# [SHORT PROBLEM]
Reproduce every one of the lines below, requests included, with 48 added to each x and y coordinate in the answers. Leave the pictures out.

───── ENTRIES SUPPLIED ─────

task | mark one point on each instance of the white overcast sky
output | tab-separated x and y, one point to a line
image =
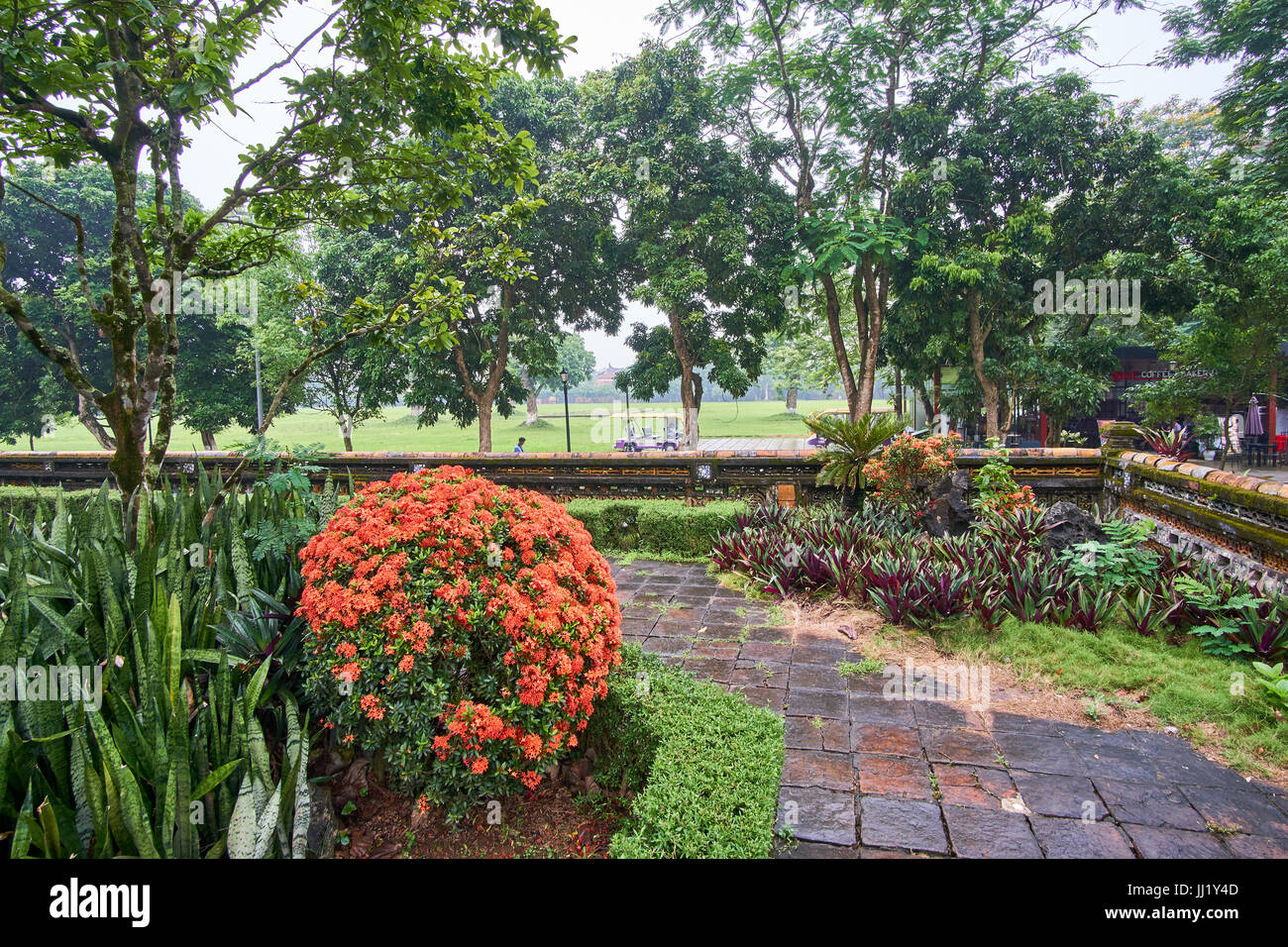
609	30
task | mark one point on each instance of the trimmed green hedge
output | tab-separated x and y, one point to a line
25	501
656	526
704	763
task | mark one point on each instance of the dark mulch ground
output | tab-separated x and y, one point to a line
552	822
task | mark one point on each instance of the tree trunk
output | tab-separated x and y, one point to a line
870	298
533	390
691	397
842	356
484	397
978	335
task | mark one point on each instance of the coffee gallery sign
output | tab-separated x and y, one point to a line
1158	373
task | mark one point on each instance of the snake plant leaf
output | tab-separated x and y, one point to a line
241	830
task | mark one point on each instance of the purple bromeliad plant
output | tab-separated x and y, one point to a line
999	570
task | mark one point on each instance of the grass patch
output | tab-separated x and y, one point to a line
704	763
398	429
859	669
1177	684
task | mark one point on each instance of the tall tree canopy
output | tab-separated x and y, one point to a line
572	273
707	227
818	85
393	118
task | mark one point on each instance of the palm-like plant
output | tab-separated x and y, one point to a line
1168	444
849	447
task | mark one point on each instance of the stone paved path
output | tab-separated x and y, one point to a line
867	776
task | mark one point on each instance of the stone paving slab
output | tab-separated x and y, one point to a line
866	776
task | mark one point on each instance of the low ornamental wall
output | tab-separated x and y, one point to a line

─────

# [ANSWER FOR THE TASK]
task | mark one point on each instance of the white overcast sky
output | tab-separated x and y, one point to a line
image =
657	78
task | mark one point on each instance of the trimmed green hedge
output | tab-separated x and y, one point to a line
73	549
704	574
752	811
task | mark one point on each instance of the dark mulch ground
output | tab-separated x and y, one point to a line
600	870
task | mark one point on each instance of the tree trunk
output | tab-separated x and y, one point to a line
918	346
581	438
739	445
890	404
532	445
1026	383
task | mark one point on each instance of the coffee gallery sign
output | tab-separated x and y, one point to a line
1206	421
task | mark one point on each instance of the snake plant leaf
output | tab-separated x and y, one point to a line
289	878
task | mark one point on each instance of the purple bromeliad plant
output | tab-separated x and y, one point to a line
1047	618
task | mark one point on each instance of the grass patch
output | tab-separated x and y, one point to a line
752	811
446	477
907	717
1225	732
task | mark one point on each instance of the tall tree canopy
output | tab-separated x and y, one point to a line
620	321
755	275
866	133
441	166
task | mark one point on each instance of the palm-like plant
output | tab-separated x and y, one point to a line
1216	492
897	495
task | mark one point on each instance of the stone paved path
output | tab-separated x and y, one point to a line
915	824
task | mark one point on each instance of the stone paving slab
output | tab-separated x and y, one point to a line
914	824
task | mark one point on each instance of the low ornamental wall
output | tab-separated x and y, one point to a line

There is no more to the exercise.